Exercise description.
Print every one of the lines below word for word, with nothing changed. Leave the pictures out of your answer.

━━━━━━━━━━━━━━━━━━━━

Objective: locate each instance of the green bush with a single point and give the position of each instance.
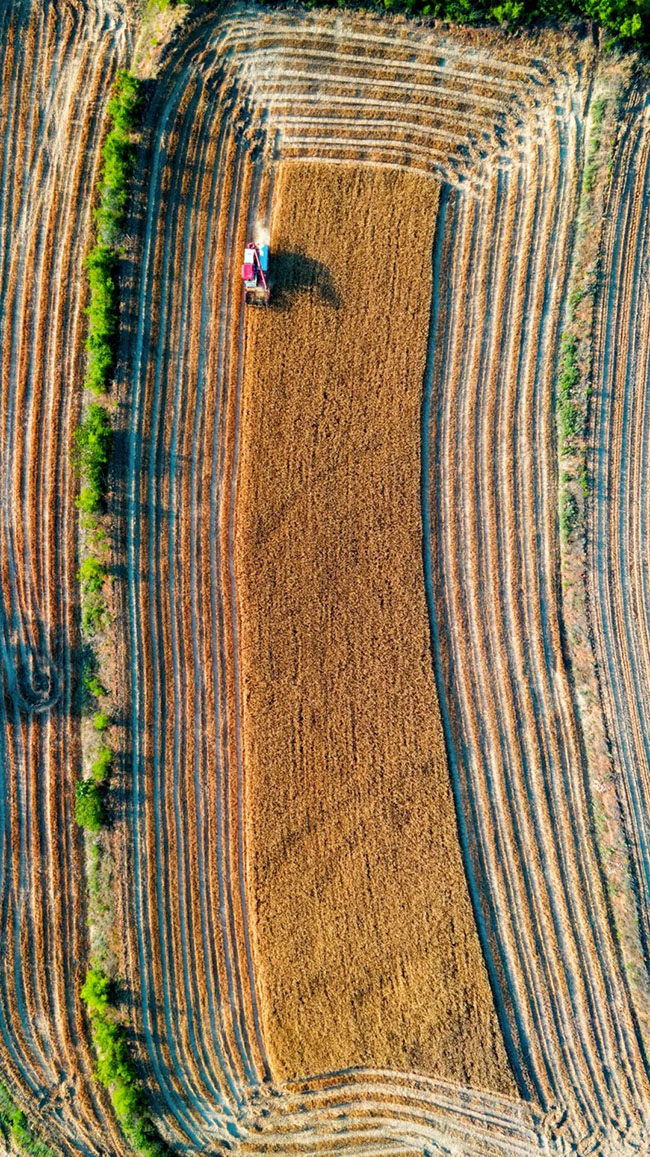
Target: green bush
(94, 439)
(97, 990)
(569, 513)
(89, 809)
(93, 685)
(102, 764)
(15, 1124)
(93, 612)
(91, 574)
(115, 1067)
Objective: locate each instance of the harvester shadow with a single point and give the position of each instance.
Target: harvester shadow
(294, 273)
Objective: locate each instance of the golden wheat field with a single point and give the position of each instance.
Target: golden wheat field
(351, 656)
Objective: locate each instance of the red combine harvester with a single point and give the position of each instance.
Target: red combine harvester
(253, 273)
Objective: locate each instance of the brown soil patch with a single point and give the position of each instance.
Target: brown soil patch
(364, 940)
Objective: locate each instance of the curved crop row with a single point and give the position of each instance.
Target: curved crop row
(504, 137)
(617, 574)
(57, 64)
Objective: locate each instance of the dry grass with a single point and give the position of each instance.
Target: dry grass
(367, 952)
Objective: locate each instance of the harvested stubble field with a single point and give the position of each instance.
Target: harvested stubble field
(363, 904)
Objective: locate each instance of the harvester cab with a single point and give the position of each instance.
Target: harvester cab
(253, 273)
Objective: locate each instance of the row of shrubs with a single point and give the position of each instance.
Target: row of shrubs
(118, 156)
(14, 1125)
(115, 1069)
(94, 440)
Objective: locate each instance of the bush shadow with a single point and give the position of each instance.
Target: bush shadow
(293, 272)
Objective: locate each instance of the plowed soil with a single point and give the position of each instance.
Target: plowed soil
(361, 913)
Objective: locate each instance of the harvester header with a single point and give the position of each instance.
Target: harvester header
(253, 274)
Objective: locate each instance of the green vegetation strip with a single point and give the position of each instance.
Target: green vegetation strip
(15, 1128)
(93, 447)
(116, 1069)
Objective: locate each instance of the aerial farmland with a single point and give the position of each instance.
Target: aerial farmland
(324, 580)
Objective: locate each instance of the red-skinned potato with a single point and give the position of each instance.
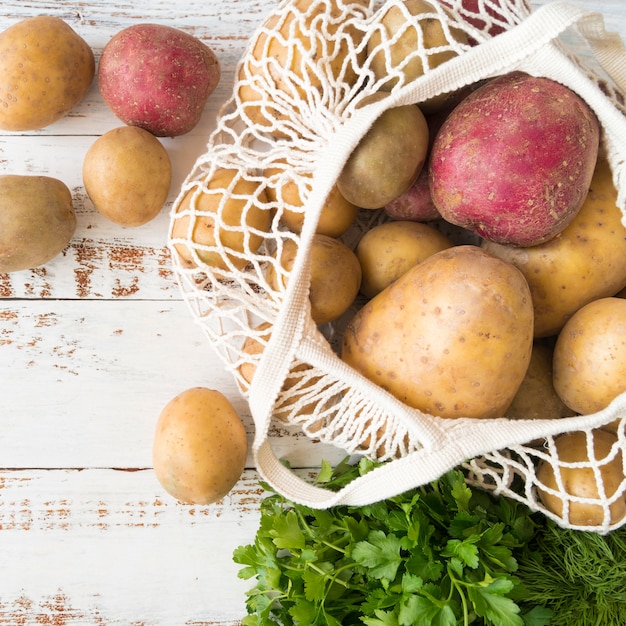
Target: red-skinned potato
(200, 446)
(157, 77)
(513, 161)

━━━━━━━━━━━━━━━━━━━━

Solved problem.
Objective: locate each instance of the green bush with a single point and give the position of each instance.
Target: green bush
(94, 439)
(97, 990)
(569, 513)
(89, 809)
(93, 685)
(102, 764)
(15, 1124)
(93, 612)
(91, 574)
(115, 1067)
Objective: locate each instance of the harvester shadow with a single point and give the position of each instance.
Target: harvester shadow
(294, 273)
Objective: locate each instance of the golden wheat field with a single point and give the position of each instance.
Target: golden wheat field
(351, 656)
Objective: locate each instance of the red combine harvester with a single point and give the position of each instance.
Target: red combine harvester
(253, 273)
Objective: locate each instance of the brown soil patch with a single point and give the position of each instance.
Target: brown soil patch
(364, 940)
Objective: locate each instance of the curved crop row with a single point and give the position of each instance.
Target: curved crop row
(504, 137)
(617, 574)
(57, 64)
Objective: locate each instance of the dry grass with a single point and give the position of each instance.
Target: dry grass
(367, 952)
Objective: locate each instance of the harvested stubble field with a single point and give the position of each instance.
Target: harvested stubble field
(363, 904)
Objective: locate each instance of the harvester cab with a single point and give the position of each instance.
Target: harvester cab
(253, 273)
Objective: locate each instance of the row of shrubs with a single point and give the position of each instance.
Target: row of shrubs
(118, 156)
(14, 1125)
(115, 1069)
(94, 440)
Objective: locate each instance of the bush shadow with a single point and give the position of each instance.
Target: bush shadow
(293, 272)
Objective: locate each instance of the plowed soil with a single point and give the position of each instance.
Target: plowed soil
(361, 913)
Objective: locate each instance of the harvester header with a single point and give the position of each instance.
Target: harvester header
(253, 274)
Objective: locate each instance of the green vegetation strip with a single point and give the position of each instance.
Target: green vegetation strip
(15, 1128)
(93, 447)
(116, 1069)
Objective: locate each instance of the aerial farmland with a single point and give the position of each instance.
Target: aerial farmland
(324, 580)
Objective: locate each instance of the red-skinned potato with a single point and give the position of each instance.
Target: red-skinned potato
(200, 446)
(157, 77)
(513, 161)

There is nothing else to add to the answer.